(Yazılı Problem 1):
Aşağıdaki satırlardan kaçının "farmland" dizesini içerdiğini hesapla; büyük-küçük harf ayrımı önemlidir. Yalnızca sayıyı yaz.
=-=-=-=-=
Açıktır ki böyle bir birleşme olmaz. Bu, aslında “gel bana katıl, benim istediğim gibi hareket et, ben de sana MYK’da bir koltuk veririm”demektir. Vatan Partisi’nin tavrı, bir birleşme ve ulusal cephe yaratma projesi değildir. Aksine, ulusal birlik çabalarını sabote etme girişimidir. Kısır bir partizanlık örneğidir ki kendi siyasal geçmişleri bunun sayısız örneğiyle doludur. Bu tavır, haliyle AKP'ye hizmet eder. Ediyor da zaten... Bunun en son Süleyman Şah örneğinde de somut olarak gördük. İleride daha başka alanlarda da göreceğiz.

Ne var ki sorun sadece Birgül Ayman Güler, Emine Ülker Tarhan, Süheyl Batum örnekleriyle sınırlı değil. Mesela CHP içindeki başka birçok muhalif ulusalcı milletvekili de Vatan Partisi’nden uzak duruyor. Son yıllarda İşçi Partisi ile eylem birliği içinde olan Dilek Akagün Yılmaz, Nur Serter gibi milletvekilleri, önümüzdeki dönemde bir daha milletvekili seçilme şansları da olmadığı halde, partilerinden kopmadılar. Ne kurultayda ne de daha sonrasında Vatan Partisi’ne katıldılar. Hatta Nur Serter, CHP’den milletvekili adayı olmak için başvuruda bulundu!

Bu da ilginç ve düşündürücü bir tablo ortaya çıkarıyor. CHP tabanındaki ulusalcı kesim tarafından tutulan milletvekilleri Vatan Partisi’ne itibar etmiyorlar. Belki açıktan eleştiri yöneltmiyorlar, ama aktif olarak bir birleşme ve katılım yok!

Yine bunların dışında Kurultay’da bazı “sivil toplum örgütü”(!) yöneticilerinin de Vatan Partisi’ne katıldıklarını gördük! Bu katılım töreni, sanki demokratik kitle örgütleri temsilcilerinin akın akın Vatan Partisi’ne yöneldikleri şeklinde bir yanılsama yaratılarak sunuldu topluma… Oysa büyük bir yaygarayla ve törenle üye yapılanlar, zaten uzun yıllardır İşçi Partisi çevresinde olan, onunla yakın işbirliği içinde bulunan, bir anlamda partinin sempatizanı ya da fanatik taraftarı konumunda olan kimselerdi. Yani aslında bir üyelik akını değil, ustalıkla düzenleniş bir “show” izledik.

Bütün bu gösteriye rağmen, mesela 2013 yılında yapılan Milli Merkez Kurultayı’na da katılan, Ergenekon-Balyoz sürecinde İşçi Partisi ile yakın işbirliği içinde olan Ümit Kocasakal’ın ya da ADD Genel Başkanı Tansel Çölaşan’ın neden Vatan Partisi’ne katılmadıkları da sorgulanmaya muhtaçtır. Bu bağlamda daha birçok örnek verilebilir, ama ilk akla gelen, en popüler isimler bunlar olduğu için bu isimleri örnek olarak verdim.
=-=-=-=-=
(Yazılı Problem 2):
Lütfen yukarıdaki alıntılanan bölümü iki cümleyle özetle.

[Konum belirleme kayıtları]
=-=-=-=-=
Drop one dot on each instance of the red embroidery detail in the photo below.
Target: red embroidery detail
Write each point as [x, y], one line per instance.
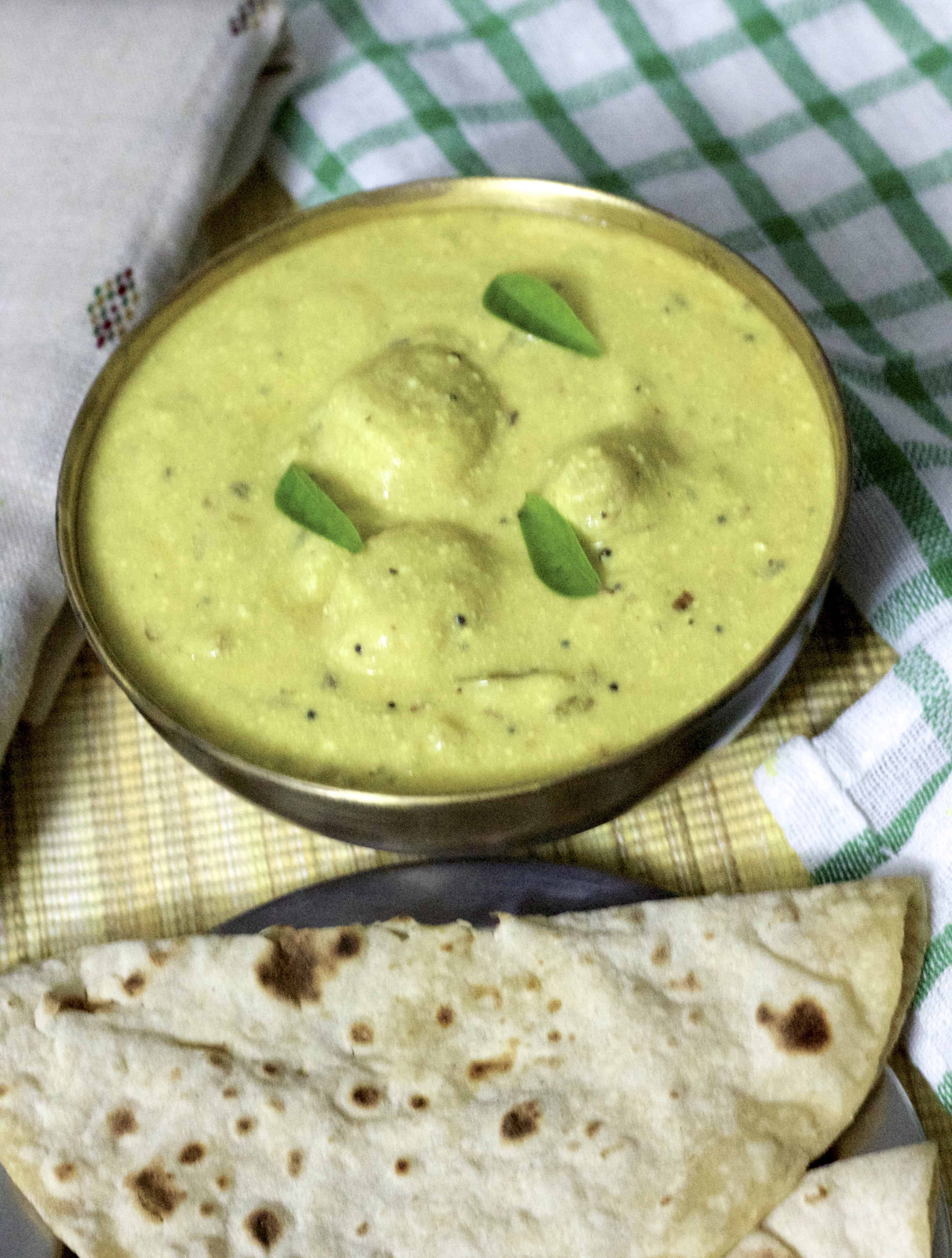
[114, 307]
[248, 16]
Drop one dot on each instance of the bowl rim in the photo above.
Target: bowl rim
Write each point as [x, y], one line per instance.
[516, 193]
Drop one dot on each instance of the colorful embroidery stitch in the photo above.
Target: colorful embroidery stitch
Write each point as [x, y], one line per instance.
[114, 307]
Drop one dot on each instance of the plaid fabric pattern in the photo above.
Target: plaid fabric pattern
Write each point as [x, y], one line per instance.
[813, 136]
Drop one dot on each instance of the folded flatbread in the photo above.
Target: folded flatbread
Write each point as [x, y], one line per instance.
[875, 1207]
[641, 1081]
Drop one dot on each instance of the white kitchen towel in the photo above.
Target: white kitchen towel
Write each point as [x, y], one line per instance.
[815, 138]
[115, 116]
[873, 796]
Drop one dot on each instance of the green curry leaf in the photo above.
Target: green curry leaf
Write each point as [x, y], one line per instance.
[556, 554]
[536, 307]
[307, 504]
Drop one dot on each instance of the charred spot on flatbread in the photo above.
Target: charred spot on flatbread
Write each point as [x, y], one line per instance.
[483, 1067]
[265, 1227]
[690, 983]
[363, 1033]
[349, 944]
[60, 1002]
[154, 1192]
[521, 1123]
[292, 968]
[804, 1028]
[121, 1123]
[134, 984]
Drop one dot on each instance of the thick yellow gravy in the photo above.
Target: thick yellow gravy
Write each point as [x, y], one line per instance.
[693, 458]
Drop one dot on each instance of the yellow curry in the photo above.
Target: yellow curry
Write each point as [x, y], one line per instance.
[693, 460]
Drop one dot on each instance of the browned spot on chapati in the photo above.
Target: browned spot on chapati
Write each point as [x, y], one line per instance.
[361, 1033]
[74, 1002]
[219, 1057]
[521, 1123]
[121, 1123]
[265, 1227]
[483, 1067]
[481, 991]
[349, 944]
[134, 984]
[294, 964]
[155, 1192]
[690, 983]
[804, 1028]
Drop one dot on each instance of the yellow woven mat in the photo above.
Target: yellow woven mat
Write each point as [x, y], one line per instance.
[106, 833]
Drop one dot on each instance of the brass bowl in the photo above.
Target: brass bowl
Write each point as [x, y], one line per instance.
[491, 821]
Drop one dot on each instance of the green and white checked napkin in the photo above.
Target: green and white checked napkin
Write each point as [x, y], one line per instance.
=-=-=-=-=
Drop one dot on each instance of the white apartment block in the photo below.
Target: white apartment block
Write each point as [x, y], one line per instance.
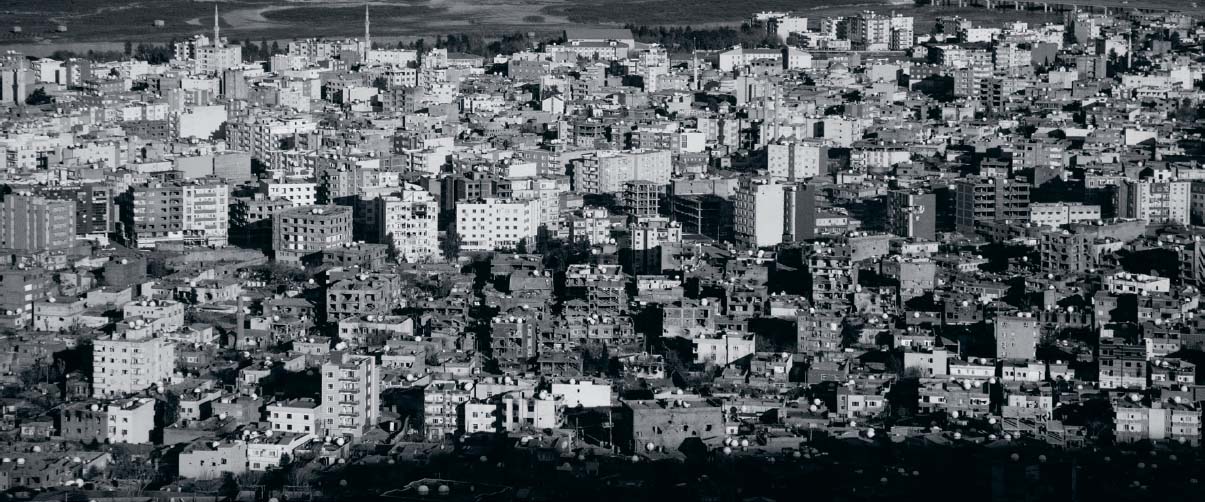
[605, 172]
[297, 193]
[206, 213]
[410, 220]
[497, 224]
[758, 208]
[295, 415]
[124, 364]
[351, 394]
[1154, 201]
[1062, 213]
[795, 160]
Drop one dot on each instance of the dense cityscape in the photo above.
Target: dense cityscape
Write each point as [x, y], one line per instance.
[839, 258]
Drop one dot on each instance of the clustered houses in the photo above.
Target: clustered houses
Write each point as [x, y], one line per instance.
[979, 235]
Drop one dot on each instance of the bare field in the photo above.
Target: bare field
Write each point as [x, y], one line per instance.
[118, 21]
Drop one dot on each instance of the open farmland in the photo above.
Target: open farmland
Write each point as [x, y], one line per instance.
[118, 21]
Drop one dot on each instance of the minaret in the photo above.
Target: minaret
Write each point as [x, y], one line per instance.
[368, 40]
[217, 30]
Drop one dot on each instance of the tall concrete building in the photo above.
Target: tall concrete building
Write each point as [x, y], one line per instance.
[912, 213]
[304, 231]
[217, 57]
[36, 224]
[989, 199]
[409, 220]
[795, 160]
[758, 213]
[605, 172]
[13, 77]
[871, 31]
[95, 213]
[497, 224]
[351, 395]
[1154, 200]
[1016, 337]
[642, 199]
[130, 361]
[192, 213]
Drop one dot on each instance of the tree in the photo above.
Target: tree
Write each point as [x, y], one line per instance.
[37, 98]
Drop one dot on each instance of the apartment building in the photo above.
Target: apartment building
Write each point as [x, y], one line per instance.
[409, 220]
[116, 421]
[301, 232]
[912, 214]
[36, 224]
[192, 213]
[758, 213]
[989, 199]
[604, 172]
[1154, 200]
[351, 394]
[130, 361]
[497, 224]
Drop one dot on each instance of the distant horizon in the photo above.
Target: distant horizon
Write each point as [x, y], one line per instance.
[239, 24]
=-=-=-=-=
(Görev Çözümü 1):
2

(Görev Çözümü 2):
Yazar, Vatan Partisi'nin tavrını bir birleşme ve ulusal cephe projesi olarak değil, ulusal birlik çabalarını sabote etme girişimi olarak görüyor ve bu tavrın AKP'ye hizmet ettiğini söylüyor. CHP içindeki birçok muhalif ulusalcı milletvekilinin Vatan Partisi'ne katılmadığını, Kurultay'da üye yapılan sivil toplum örgütü yöneticilerinin ise zaten uzun yıllardır İşçi Partisi çevresinde olan kimseler olduğunu, dolayısıyla bunun bir üyelik akını değil ustalıkla düzenlenmiş bir "show" olduğunu belirtiyor.